# Task requirements
Copy out every line in the items below that contains the word "then".

# Recorded data
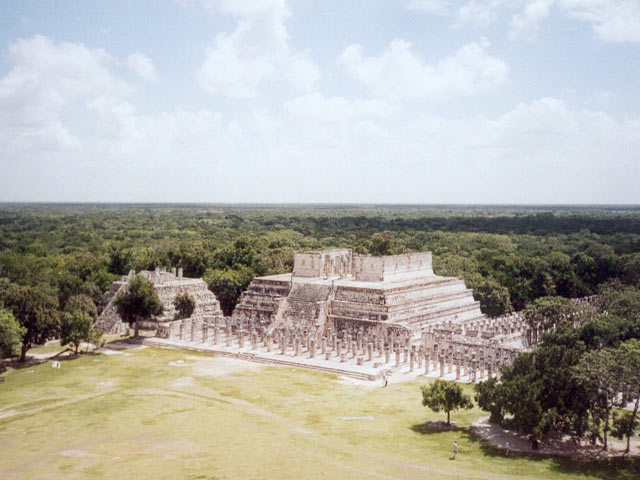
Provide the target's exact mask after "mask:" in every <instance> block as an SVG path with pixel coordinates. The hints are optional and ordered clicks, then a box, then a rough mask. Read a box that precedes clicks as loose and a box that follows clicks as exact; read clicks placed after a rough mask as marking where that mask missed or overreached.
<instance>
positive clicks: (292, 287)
mask: <svg viewBox="0 0 640 480" xmlns="http://www.w3.org/2000/svg"><path fill="white" fill-rule="evenodd" d="M482 318H484V316H483V315H482V313H481V312H480V307H479V303H478V302H476V301H475V300H474V299H473V292H472V291H471V290H470V289H468V288H466V286H465V284H464V282H463V281H462V280H459V279H457V278H449V277H440V276H437V275H435V274H434V273H433V268H432V258H431V253H430V252H423V253H411V254H405V255H393V256H386V257H374V256H369V255H357V254H353V253H352V252H351V251H350V250H329V251H324V252H308V253H300V252H297V253H295V255H294V267H293V273H292V274H284V275H271V276H267V277H259V278H256V279H254V280H253V282H252V283H251V285H250V287H249V289H248V290H247V291H246V292H245V293H244V294H243V296H242V300H241V302H240V303H239V304H238V306H237V307H236V310H235V311H234V313H233V319H234V322H235V323H238V322H240V323H243V322H247V323H255V322H258V323H259V324H260V325H261V326H268V327H270V328H272V329H273V328H279V327H284V326H288V327H301V328H305V329H310V330H314V329H315V330H320V331H323V330H324V329H326V328H329V327H331V328H333V329H334V330H337V331H341V330H349V331H350V332H352V333H355V332H356V331H362V332H366V333H371V334H374V333H375V334H378V335H382V334H388V333H389V332H391V331H398V332H400V331H405V332H406V331H408V332H411V333H416V332H418V333H417V336H418V337H419V336H420V334H419V332H421V331H422V330H424V329H425V328H426V327H427V326H429V325H439V324H441V323H443V322H454V323H462V322H467V321H473V320H480V319H482Z"/></svg>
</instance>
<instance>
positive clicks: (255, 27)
mask: <svg viewBox="0 0 640 480" xmlns="http://www.w3.org/2000/svg"><path fill="white" fill-rule="evenodd" d="M203 3H205V4H206V5H207V6H208V7H209V8H217V9H219V10H220V11H222V12H224V13H227V14H230V15H234V16H239V17H240V20H239V21H238V24H237V26H236V29H235V30H234V31H233V32H232V33H219V34H218V35H216V37H215V40H214V42H213V45H212V46H211V47H210V48H208V49H207V51H206V58H205V60H204V61H203V63H202V65H201V66H200V68H199V69H198V71H197V72H196V78H197V79H198V81H199V83H200V85H201V86H202V88H203V89H204V90H205V91H206V92H208V93H210V94H212V95H225V96H229V97H256V96H258V95H259V93H260V87H261V86H262V85H263V84H264V83H265V82H269V81H277V80H284V81H285V82H287V83H288V85H289V86H291V87H293V88H294V89H296V90H301V91H308V90H310V89H311V88H312V87H313V85H314V83H315V82H316V80H317V78H318V75H319V71H318V68H317V67H316V65H315V64H314V63H313V61H312V60H311V58H310V56H309V53H308V52H294V51H292V49H291V48H290V45H289V36H288V33H287V29H286V26H285V22H286V20H287V18H288V17H289V16H290V11H289V9H288V7H287V5H286V4H285V2H284V1H283V0H252V1H248V2H236V1H231V0H218V1H213V0H210V1H206V0H203Z"/></svg>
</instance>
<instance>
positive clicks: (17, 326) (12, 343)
mask: <svg viewBox="0 0 640 480" xmlns="http://www.w3.org/2000/svg"><path fill="white" fill-rule="evenodd" d="M25 331H26V329H25V328H24V327H22V326H21V325H20V324H19V323H18V321H17V320H16V319H15V318H14V317H13V314H12V313H11V312H10V311H9V310H6V309H0V356H1V357H10V356H12V355H14V354H15V350H16V347H17V346H18V345H20V343H21V342H22V336H23V335H24V334H25Z"/></svg>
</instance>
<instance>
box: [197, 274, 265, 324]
mask: <svg viewBox="0 0 640 480" xmlns="http://www.w3.org/2000/svg"><path fill="white" fill-rule="evenodd" d="M252 278H253V272H252V271H251V269H249V268H248V267H245V266H243V265H237V266H236V268H227V269H225V270H209V271H208V272H207V273H206V274H205V280H206V282H207V284H208V285H209V290H211V291H212V292H213V293H214V294H215V296H216V298H217V299H218V301H219V302H220V308H221V309H222V311H223V313H224V314H225V315H227V316H229V315H231V313H232V312H233V309H234V308H235V306H236V304H237V303H238V300H239V299H240V295H242V292H244V291H245V290H246V289H247V287H248V286H249V283H251V279H252Z"/></svg>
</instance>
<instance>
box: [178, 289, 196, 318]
mask: <svg viewBox="0 0 640 480" xmlns="http://www.w3.org/2000/svg"><path fill="white" fill-rule="evenodd" d="M173 306H174V307H175V308H176V315H175V319H176V320H180V319H182V318H189V317H190V316H191V315H192V314H193V311H194V310H195V309H196V301H195V300H194V298H193V297H192V296H191V295H189V294H188V293H187V292H184V293H183V294H181V295H177V296H176V298H174V299H173Z"/></svg>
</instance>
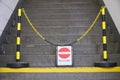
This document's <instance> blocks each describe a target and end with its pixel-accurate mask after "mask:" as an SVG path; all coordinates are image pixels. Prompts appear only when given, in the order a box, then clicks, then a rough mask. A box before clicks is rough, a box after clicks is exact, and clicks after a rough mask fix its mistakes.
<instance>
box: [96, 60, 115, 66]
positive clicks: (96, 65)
mask: <svg viewBox="0 0 120 80" xmlns="http://www.w3.org/2000/svg"><path fill="white" fill-rule="evenodd" d="M94 66H95V67H115V66H117V63H116V62H113V61H100V62H95V63H94Z"/></svg>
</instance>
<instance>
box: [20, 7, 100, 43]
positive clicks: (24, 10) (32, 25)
mask: <svg viewBox="0 0 120 80" xmlns="http://www.w3.org/2000/svg"><path fill="white" fill-rule="evenodd" d="M22 12H23V14H24V16H25V18H26V20H27V21H28V23H29V25H30V26H31V28H32V29H33V30H34V32H35V33H36V34H37V35H38V36H39V37H40V38H41V39H42V40H44V41H45V37H44V36H43V35H42V34H41V33H40V32H39V31H38V30H37V28H36V27H35V26H34V25H33V24H32V22H31V21H30V19H29V17H28V15H27V13H26V11H25V9H24V8H22ZM100 14H101V9H100V11H99V13H98V14H97V16H96V18H95V19H94V21H93V23H92V24H91V25H90V27H89V28H88V29H87V30H86V31H85V32H84V33H83V34H82V35H81V36H80V37H79V38H77V42H80V41H81V40H82V39H83V38H84V37H85V36H86V35H87V34H88V33H89V32H90V31H91V29H92V28H93V27H94V25H95V23H96V22H97V20H98V18H99V16H100Z"/></svg>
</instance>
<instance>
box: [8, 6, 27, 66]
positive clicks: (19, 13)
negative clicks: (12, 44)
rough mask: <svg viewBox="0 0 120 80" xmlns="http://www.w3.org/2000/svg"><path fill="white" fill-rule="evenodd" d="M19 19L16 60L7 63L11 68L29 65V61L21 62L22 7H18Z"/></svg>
mask: <svg viewBox="0 0 120 80" xmlns="http://www.w3.org/2000/svg"><path fill="white" fill-rule="evenodd" d="M17 13H18V14H17V16H18V20H17V37H16V57H15V59H16V62H11V63H8V64H7V67H10V68H24V67H29V63H27V62H21V61H20V60H21V52H20V44H21V37H20V36H21V27H22V25H21V16H22V8H19V9H18V12H17Z"/></svg>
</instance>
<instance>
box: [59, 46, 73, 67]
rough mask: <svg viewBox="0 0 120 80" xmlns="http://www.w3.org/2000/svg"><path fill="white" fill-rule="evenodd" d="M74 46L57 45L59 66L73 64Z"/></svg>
mask: <svg viewBox="0 0 120 80" xmlns="http://www.w3.org/2000/svg"><path fill="white" fill-rule="evenodd" d="M72 56H73V53H72V46H57V66H72V63H73V62H72Z"/></svg>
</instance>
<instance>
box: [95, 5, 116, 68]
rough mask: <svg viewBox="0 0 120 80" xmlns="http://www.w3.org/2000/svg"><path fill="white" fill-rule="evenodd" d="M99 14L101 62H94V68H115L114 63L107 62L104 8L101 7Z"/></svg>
mask: <svg viewBox="0 0 120 80" xmlns="http://www.w3.org/2000/svg"><path fill="white" fill-rule="evenodd" d="M101 14H102V32H103V35H102V44H103V51H102V59H103V61H100V62H96V63H95V66H96V67H115V66H117V63H116V62H113V61H109V60H108V50H107V32H106V30H107V25H106V7H105V6H102V7H101Z"/></svg>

# Solution to this task
Provide the target's exact mask after "mask:" in every <instance> block as an SVG path with pixel coordinates. The hints are optional and ordered clicks, then a box, then a rough mask. Read a box that precedes clicks as loose and a box that follows clicks as exact; read clicks placed after a rough mask as marking where that mask missed or overreached.
This document's <instance> blocks each describe a target and end with its pixel-accurate mask after "mask:" as an SVG path; all coordinates are image pixels. Prompts appear only when given, in the order a box, then clicks, then a rough mask. A box before clicks is rough, a box after clicks is exact, and clicks after a rough mask fix its mistakes.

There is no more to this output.